Return the lines below exactly as they appear, please, starting with the first and ending with the one that contains "Trace the outline of every instance of the weathered".

[Stored items]
• • • • • • •
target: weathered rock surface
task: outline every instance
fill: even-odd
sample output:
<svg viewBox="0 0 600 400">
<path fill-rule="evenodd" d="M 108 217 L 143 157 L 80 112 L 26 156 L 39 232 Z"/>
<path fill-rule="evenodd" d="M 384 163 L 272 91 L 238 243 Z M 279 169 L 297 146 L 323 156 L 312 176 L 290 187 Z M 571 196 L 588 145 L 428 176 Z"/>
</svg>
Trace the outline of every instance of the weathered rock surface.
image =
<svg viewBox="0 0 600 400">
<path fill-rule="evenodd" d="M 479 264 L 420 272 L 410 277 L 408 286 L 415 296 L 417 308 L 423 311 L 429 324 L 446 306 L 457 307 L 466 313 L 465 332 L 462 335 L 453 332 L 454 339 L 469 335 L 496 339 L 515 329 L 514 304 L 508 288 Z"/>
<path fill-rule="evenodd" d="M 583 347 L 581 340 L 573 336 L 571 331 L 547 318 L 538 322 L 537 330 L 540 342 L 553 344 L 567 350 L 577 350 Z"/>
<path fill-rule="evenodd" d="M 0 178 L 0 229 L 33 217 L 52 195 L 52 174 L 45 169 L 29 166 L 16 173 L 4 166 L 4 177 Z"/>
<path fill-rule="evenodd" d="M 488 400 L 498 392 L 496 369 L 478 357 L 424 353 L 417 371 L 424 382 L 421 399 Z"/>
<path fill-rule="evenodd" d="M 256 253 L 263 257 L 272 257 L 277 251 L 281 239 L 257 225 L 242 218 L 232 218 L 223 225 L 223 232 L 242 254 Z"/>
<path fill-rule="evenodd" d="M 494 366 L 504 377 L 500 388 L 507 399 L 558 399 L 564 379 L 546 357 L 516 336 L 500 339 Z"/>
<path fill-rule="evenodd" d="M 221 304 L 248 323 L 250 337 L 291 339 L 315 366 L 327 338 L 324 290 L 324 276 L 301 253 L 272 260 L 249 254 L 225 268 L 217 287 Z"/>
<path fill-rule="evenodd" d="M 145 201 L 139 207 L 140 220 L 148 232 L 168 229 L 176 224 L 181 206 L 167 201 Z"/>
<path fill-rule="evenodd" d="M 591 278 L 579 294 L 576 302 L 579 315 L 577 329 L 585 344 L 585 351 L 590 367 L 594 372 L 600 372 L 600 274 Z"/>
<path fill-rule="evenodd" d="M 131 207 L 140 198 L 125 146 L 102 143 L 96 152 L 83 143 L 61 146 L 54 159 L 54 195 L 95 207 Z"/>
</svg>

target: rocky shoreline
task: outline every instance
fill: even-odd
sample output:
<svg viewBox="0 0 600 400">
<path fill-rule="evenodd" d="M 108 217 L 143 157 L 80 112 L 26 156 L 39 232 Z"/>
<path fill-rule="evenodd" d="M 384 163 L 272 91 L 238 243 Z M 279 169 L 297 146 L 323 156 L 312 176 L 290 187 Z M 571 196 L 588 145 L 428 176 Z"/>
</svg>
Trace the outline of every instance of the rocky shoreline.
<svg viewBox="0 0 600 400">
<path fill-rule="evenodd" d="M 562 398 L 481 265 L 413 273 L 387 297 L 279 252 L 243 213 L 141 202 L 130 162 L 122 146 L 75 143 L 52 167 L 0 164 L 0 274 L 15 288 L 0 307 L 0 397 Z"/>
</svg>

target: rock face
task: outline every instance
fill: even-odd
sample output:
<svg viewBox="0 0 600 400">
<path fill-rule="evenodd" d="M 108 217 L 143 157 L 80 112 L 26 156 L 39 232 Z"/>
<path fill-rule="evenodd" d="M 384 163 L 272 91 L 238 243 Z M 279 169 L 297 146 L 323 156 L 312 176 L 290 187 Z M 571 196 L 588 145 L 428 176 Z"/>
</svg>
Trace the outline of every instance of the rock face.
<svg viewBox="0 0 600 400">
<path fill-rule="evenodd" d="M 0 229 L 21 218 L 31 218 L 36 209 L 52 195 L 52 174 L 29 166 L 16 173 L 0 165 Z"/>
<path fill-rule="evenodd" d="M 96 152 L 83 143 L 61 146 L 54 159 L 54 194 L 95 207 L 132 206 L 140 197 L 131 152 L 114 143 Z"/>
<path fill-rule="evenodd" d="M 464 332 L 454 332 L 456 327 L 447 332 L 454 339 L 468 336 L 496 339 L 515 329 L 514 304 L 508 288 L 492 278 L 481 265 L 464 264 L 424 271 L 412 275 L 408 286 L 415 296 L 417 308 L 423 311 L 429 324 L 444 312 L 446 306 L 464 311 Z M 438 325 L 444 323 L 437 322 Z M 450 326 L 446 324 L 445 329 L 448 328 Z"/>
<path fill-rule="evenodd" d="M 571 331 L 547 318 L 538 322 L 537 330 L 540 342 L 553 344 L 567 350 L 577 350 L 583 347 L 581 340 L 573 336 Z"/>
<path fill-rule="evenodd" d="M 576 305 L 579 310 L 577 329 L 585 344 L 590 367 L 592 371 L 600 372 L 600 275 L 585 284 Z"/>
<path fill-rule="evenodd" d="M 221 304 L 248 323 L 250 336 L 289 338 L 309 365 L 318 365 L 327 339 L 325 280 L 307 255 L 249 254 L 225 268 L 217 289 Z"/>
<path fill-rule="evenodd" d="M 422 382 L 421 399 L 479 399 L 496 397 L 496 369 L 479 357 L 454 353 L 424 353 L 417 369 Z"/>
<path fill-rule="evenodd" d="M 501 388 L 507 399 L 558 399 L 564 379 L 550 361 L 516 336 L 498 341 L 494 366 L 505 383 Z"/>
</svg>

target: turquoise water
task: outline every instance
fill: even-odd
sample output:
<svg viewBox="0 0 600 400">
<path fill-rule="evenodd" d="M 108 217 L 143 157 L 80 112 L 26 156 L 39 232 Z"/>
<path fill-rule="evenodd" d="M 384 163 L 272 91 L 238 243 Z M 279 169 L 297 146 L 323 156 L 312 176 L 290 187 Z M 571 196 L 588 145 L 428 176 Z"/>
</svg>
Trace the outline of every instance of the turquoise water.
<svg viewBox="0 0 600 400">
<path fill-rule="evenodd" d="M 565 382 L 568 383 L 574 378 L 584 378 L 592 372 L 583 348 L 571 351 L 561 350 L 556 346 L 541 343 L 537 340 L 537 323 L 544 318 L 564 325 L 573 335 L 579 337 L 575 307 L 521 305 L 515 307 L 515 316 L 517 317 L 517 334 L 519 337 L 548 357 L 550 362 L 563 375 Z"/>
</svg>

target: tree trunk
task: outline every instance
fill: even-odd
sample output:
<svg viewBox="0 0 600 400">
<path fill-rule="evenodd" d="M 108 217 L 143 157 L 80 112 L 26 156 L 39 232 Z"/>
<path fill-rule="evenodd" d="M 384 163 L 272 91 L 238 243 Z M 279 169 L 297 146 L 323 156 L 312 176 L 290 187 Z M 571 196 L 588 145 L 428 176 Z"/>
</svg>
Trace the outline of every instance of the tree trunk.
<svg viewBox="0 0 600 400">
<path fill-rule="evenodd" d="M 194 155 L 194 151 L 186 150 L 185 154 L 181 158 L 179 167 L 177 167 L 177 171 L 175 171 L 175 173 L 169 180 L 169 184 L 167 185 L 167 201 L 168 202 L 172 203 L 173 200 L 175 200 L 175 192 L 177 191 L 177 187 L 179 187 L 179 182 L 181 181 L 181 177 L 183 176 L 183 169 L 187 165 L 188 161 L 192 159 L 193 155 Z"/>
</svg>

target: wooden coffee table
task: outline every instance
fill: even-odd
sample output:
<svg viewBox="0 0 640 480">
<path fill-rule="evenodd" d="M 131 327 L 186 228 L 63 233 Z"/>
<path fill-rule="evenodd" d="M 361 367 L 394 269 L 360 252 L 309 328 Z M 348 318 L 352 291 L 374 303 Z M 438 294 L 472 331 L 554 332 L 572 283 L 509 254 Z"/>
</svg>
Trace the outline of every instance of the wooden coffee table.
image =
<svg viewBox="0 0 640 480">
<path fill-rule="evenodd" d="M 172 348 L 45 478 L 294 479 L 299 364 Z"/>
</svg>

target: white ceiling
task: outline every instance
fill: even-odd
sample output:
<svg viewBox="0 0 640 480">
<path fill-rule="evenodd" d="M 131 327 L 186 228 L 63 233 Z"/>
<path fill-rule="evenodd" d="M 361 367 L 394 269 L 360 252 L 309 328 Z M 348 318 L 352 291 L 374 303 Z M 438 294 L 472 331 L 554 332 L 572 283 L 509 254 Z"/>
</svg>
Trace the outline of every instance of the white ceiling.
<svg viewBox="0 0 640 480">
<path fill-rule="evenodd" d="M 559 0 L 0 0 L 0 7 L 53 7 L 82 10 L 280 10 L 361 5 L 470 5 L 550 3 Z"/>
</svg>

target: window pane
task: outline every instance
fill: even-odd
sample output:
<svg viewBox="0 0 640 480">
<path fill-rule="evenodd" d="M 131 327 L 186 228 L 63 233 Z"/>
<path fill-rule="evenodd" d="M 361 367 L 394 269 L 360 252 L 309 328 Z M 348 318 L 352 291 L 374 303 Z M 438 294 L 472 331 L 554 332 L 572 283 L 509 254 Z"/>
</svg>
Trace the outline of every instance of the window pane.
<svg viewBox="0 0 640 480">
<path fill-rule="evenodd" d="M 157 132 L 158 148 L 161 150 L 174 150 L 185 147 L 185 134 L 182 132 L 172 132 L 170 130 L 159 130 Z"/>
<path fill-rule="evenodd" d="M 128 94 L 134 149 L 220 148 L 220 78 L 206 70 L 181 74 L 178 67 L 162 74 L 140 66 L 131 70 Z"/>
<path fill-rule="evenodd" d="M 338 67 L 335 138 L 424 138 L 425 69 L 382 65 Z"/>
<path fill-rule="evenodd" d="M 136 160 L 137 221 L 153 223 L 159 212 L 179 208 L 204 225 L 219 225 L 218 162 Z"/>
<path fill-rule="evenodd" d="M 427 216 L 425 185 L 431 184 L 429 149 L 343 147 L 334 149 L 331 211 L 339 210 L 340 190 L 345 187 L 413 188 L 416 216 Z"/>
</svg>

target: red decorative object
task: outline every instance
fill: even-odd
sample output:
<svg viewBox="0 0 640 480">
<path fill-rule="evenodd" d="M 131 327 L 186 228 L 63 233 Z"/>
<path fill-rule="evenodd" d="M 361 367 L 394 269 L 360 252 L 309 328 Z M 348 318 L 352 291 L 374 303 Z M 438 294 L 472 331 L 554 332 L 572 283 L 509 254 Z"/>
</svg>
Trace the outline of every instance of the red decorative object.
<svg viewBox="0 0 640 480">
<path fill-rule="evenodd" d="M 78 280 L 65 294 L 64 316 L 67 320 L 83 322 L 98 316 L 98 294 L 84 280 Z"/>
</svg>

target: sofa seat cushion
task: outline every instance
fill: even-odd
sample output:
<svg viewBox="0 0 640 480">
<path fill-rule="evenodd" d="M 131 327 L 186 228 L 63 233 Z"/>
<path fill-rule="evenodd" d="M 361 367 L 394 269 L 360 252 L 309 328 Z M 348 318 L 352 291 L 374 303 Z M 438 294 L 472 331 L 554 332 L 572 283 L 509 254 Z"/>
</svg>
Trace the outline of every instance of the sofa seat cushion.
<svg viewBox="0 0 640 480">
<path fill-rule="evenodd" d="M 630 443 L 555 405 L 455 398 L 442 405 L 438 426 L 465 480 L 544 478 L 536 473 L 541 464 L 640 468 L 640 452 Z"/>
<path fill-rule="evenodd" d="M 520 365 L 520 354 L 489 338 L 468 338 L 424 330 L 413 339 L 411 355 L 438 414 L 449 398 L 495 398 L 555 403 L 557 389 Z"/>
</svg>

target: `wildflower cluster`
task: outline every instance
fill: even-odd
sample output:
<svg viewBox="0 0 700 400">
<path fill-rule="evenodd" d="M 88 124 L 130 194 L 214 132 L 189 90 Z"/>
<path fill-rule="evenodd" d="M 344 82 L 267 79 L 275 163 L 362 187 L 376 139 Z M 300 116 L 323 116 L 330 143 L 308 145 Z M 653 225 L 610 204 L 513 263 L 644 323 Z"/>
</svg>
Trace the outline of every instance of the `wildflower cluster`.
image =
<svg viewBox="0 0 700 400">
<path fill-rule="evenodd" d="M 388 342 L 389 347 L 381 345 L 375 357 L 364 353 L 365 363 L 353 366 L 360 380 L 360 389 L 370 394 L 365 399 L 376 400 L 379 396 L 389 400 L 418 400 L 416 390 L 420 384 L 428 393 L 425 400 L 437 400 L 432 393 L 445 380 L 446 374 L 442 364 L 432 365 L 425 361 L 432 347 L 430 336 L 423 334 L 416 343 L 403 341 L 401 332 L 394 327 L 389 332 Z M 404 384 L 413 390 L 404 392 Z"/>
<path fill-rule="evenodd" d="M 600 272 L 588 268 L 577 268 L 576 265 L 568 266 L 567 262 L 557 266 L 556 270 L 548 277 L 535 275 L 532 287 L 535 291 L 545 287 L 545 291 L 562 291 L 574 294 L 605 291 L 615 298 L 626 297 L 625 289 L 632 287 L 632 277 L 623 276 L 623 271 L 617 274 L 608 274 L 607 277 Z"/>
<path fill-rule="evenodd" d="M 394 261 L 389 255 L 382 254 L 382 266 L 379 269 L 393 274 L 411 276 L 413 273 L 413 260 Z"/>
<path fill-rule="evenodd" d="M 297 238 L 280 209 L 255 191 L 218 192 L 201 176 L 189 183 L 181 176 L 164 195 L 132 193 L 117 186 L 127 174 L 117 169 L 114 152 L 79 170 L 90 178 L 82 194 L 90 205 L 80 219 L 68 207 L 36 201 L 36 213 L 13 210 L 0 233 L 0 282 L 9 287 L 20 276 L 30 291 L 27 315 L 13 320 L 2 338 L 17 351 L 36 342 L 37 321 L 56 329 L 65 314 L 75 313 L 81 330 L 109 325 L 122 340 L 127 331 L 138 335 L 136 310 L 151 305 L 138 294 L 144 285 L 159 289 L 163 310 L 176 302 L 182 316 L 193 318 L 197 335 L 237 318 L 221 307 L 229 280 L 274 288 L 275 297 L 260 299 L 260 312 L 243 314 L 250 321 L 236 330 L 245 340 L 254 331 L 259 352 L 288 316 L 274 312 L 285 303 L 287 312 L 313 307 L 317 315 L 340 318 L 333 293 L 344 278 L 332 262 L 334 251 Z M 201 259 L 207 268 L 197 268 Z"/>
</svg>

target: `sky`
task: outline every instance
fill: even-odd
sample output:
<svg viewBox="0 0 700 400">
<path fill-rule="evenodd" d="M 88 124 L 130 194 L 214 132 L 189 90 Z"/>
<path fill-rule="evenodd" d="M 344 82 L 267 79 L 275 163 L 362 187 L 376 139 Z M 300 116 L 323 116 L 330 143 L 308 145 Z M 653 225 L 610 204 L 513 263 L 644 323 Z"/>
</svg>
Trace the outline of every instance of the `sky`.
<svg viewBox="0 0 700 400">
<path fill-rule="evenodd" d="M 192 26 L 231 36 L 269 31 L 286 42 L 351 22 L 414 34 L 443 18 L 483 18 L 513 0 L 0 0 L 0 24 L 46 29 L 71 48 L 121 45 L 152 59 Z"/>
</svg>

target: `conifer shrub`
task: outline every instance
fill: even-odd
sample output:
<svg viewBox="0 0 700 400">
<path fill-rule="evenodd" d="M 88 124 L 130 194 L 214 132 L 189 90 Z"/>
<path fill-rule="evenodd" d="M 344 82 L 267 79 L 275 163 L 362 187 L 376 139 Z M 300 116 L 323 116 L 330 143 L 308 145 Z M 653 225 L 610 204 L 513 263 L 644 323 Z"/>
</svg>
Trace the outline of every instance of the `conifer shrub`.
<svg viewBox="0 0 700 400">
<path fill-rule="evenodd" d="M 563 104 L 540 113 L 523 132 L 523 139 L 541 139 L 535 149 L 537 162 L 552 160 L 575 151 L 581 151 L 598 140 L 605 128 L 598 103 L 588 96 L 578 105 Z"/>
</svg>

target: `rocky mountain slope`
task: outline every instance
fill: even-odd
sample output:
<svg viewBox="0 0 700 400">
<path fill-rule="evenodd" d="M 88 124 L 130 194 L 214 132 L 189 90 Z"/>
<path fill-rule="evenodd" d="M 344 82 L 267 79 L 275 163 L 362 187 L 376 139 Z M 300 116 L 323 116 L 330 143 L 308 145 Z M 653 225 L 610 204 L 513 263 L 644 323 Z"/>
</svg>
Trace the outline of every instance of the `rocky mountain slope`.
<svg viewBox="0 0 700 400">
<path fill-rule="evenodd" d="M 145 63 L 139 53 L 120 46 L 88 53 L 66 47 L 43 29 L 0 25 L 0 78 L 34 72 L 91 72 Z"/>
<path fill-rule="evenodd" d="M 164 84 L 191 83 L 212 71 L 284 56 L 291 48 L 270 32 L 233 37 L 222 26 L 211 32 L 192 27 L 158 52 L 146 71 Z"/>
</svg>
• • • • • • •
#### TASK ANSWER
target: weathered rock surface
task: outline every instance
fill: even-odd
sample output:
<svg viewBox="0 0 600 400">
<path fill-rule="evenodd" d="M 108 217 L 143 157 L 80 112 L 26 156 L 39 232 Z"/>
<path fill-rule="evenodd" d="M 384 163 L 272 91 L 238 243 Z M 279 169 L 297 146 L 323 156 L 312 176 L 290 187 Z M 571 196 L 588 145 L 428 176 Z"/>
</svg>
Trace the outline of every instance of the weathered rock surface.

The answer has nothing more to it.